SOURCE:
'''
The Rev. Dr. Martin Luther King Jr. was a man who had a dream — a dream of equality, a dream of freedom for all.

King was born on Jan. 15, 1929, in Atlanta. His legal birth name was Martin King, changed to Martin Luther King after his father traveled to Germany in 1934. The name gives homage to German reformer Martin Luther.

Growing up in Atlanta, King attended Booker T. Washington High School. He was part of the school’s debate team, making his public speaking ability known. In King’s junior year, Morehouse College announced that, because World War II was contributing to a lack of student participation, it would accept any high school junior that passed its entrance exam. King passed the exam at age 15 and entered the college.

In 1948, King graduated with a Bachelor of Arts degree in sociology. He then enrolled in Crozer Theological Seminary in Chester, Pa., and graduated with a Bachelor of Divinity degree in 1951. At age 25, King became pastor of the Dexter Avenue Baptist Church in Montgomery, Ala.

King’s Christian faith was strongly based in Jesus’ commandment of loving your neighbor as yourself and loving your enemies. King’s beliefs were the reason for his stance on peaceful protesting. Becoming a civil rights activist at a young age, King aimed for a peaceful revolution that would bring forth the end of racial segregation.
'''
DATA TO PROCESS:
'''
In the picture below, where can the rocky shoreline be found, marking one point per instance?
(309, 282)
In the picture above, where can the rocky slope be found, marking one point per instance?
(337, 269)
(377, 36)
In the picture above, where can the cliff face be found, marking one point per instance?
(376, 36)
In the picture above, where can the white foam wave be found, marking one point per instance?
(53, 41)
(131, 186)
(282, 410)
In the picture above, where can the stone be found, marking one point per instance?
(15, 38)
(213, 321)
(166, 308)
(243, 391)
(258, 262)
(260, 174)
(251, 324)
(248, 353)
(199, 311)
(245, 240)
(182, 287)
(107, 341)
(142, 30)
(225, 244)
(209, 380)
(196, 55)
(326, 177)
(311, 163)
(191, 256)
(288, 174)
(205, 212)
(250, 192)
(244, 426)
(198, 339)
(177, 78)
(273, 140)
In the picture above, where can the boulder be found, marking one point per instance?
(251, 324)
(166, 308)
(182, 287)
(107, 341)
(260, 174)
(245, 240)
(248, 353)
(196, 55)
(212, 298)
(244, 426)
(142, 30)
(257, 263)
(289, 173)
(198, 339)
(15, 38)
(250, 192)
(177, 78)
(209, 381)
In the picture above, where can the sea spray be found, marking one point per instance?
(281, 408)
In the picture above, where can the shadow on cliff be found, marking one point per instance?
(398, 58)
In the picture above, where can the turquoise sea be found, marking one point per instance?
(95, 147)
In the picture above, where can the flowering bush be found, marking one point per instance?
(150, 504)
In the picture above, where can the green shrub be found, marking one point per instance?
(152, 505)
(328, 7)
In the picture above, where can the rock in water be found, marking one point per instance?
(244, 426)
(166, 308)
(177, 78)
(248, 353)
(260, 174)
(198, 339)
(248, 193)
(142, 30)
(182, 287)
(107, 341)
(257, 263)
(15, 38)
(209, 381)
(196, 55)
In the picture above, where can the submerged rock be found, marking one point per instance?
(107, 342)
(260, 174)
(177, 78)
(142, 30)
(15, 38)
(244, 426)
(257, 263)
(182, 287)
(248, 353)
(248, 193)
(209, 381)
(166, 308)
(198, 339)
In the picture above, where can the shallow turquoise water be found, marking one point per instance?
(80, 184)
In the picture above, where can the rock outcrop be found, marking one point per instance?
'''
EXERCISES:
1. According to the passage on Martin Luther King Jr., why was King able to enter Morehouse College while still a high school junior? Answer in one to three sentences.
2. Copy out the stretch of rows from the line that contains "In the picture above, where can the flowering" through the end of the rows, keeping both ends.
The rows are unrelated to the passage on Martin Luther King Jr.

SOLVED TASKS:
1. Morehouse College announced that it would accept any high school junior who passed its entrance exam, because World War II was contributing to a lack of student participation. King passed the exam at age 15 and entered the college.

2.
In the picture above, where can the flowering bush be found, marking one point per instance?
(150, 504)
In the picture above, where can the green shrub be found, marking one point per instance?
(152, 505)
(328, 7)
In the picture above, where can the rock in water be found, marking one point per instance?
(244, 426)
(166, 308)
(177, 78)
(248, 353)
(260, 174)
(198, 339)
(248, 193)
(142, 30)
(182, 287)
(107, 341)
(257, 263)
(15, 38)
(209, 381)
(196, 55)
In the picture above, where can the submerged rock be found, marking one point per instance?
(107, 342)
(260, 174)
(177, 78)
(142, 30)
(15, 38)
(244, 426)
(257, 263)
(182, 287)
(248, 353)
(248, 193)
(209, 381)
(166, 308)
(198, 339)
In the picture above, where can the shallow turquoise water be found, marking one point per instance?
(80, 184)
In the picture above, where can the rock outcrop be found, marking one point per instance?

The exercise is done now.